[GIVEN DATA]:
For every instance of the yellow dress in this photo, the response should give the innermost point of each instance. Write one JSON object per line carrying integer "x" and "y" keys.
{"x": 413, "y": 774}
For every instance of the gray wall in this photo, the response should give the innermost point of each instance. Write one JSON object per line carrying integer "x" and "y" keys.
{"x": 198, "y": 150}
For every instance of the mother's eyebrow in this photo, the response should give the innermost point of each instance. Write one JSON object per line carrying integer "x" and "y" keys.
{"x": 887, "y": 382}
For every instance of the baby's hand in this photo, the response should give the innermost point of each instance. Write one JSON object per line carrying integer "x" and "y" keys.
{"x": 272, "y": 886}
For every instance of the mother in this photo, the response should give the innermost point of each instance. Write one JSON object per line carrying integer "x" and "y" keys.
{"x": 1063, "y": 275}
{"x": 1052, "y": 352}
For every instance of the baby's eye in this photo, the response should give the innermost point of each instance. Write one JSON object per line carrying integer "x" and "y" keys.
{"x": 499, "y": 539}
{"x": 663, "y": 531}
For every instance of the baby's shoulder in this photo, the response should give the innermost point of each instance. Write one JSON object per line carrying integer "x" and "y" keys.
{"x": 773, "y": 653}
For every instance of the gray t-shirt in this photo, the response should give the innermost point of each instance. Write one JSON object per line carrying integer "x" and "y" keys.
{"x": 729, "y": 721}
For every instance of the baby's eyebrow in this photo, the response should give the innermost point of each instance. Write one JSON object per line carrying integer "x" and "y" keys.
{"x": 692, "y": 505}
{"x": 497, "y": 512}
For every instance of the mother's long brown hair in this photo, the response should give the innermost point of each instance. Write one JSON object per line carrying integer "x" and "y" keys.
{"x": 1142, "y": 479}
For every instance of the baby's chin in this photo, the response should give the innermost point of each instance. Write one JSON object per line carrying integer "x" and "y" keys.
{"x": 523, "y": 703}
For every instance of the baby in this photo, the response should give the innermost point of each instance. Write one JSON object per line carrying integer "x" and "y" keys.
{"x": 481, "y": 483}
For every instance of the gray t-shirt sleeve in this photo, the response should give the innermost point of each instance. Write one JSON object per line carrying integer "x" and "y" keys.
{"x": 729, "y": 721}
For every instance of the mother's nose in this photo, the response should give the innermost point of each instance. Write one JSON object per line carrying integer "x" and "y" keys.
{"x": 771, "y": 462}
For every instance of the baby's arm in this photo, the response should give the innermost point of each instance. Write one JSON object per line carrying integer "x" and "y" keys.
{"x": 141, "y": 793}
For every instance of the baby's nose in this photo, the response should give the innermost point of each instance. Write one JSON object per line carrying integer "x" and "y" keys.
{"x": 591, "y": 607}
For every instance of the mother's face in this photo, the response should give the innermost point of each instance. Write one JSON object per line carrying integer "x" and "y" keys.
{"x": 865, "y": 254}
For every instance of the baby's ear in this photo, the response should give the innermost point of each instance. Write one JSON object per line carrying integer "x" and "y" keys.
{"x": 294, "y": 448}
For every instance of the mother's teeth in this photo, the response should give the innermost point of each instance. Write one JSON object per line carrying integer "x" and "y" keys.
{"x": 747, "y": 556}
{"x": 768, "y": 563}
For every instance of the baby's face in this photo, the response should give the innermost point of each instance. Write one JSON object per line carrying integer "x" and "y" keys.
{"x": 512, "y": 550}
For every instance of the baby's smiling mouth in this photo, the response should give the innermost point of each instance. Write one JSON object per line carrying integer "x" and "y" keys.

[SHORT EXERCISE]:
Every entry should be printed again exactly as written.

[RESULT]:
For every instance of the yellow dress in this photo, the response should give the innermost point of each instance. Write one JSON object per line carrying integer "x" and "y" keys.
{"x": 413, "y": 774}
For every instance of the gray wall in this photo, the response should give the innermost point of each instance. Write one JSON object per line carrying integer "x" and "y" keys.
{"x": 198, "y": 150}
For every instance of the mother's eyebrow in this photo, the response should give the innermost point of each instance. Write one JSON object per line carrying integer "x" and "y" keys.
{"x": 887, "y": 382}
For every instance of the baby's hand in this photo, the response should give the innermost point of each instance. Write one JSON object per line carrying integer "x" and "y" keys.
{"x": 272, "y": 886}
For every instance of the mother in this photo, the response should give the innermost point of each instance. Write one JSON object per line carrying integer "x" and "y" keys.
{"x": 1063, "y": 275}
{"x": 1052, "y": 352}
For every instance of the baby's eye in this photo, the response should give the innermost point of each instance. Write one JSON object per line carrying integer "x" and "y" keys.
{"x": 499, "y": 539}
{"x": 663, "y": 531}
For every instance of the baby's shoulder in this photo, the response should give the innermost point of each instance. Write one JSON object per line carrying integer "x" and "y" keys.
{"x": 773, "y": 653}
For every instance of the gray t-shirt in this photo, the response should give the innermost point of each instance. Write one JSON object per line carrying integer "x" and "y" keys.
{"x": 729, "y": 721}
For every instance of the baby's eyebrow in this photo, the response should give the innermost point of each instance. Write one JSON object per line carrying integer "x" and "y" keys.
{"x": 692, "y": 505}
{"x": 497, "y": 512}
For every instance of the mother's long brown hair in this photo, the response should give the innermost point of each instance. Write one JSON object per line carrying integer "x" and "y" keys.
{"x": 1142, "y": 479}
For every instance of the baby's chin in this photo, the response should give the innermost point of each instance. Write one JSON object per line carrying integer "x" and "y" keys.
{"x": 523, "y": 703}
For every instance of the baby in this photo, the response should give the innermost point of each instance. Write one JSON object per line carrying integer "x" and "y" keys.
{"x": 481, "y": 483}
For every instance of the gray t-shirt sleeve in this photo, the response should give the innermost point of each instance. Write one JSON object per line carrying integer "x" and "y" keys.
{"x": 729, "y": 721}
For every instance of the mother's nose in this photo, the response should give the innermost point of each instance. Write one JSON object per line carrying integer "x" and "y" keys.
{"x": 771, "y": 462}
For every instance of the baby's arm in this photo, the response should give the innermost point of each instance. Write one JSON object per line carrying integer "x" and "y" keys.
{"x": 141, "y": 793}
For every instance of the baby's nose in this photo, the response should give the innermost point of each instance. Write one JSON object per line carrying integer "x" and "y" keys.
{"x": 591, "y": 607}
For every instance of the mother's face in this photo, the response should give the innermost point of each instance. Write one JSON object per line carrying integer "x" and "y" keys.
{"x": 865, "y": 254}
For every instance of the baby's ear in this photo, the response should give the innermost point of each instance. Write one JSON object per line carrying integer "x" and "y" keys.
{"x": 294, "y": 448}
For every instance of the mother's teeth in this photo, the response should give the innermost point of each instance. Write one JSON object per line carrying integer "x" and "y" keys.
{"x": 747, "y": 556}
{"x": 768, "y": 563}
For every instance of the baby's face in this photo, the response should give the innermost point of each instance. Write one JSON object per line carrying integer "x" and "y" keys.
{"x": 512, "y": 550}
For every instance of the baby's smiling mouth in this photo, the response should give the innermost point of each instance. Write one JSON object per line carrying integer "x" and "y" keys.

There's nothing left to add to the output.